Leave the images out, and otherwise write out each entry exactly.

### DATASET ENTRIES
=== Begin Enclosure ===
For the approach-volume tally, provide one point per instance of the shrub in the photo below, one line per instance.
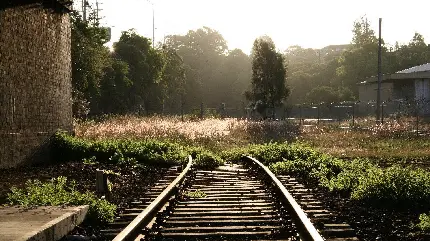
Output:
(206, 159)
(394, 185)
(424, 222)
(129, 153)
(359, 178)
(58, 192)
=== End Enclosure ===
### ANSWER BOX
For the approach-volume tally, provide one point per instance of the shrub in the photo below, one line per instance.
Output:
(206, 159)
(394, 185)
(424, 222)
(129, 153)
(359, 178)
(58, 192)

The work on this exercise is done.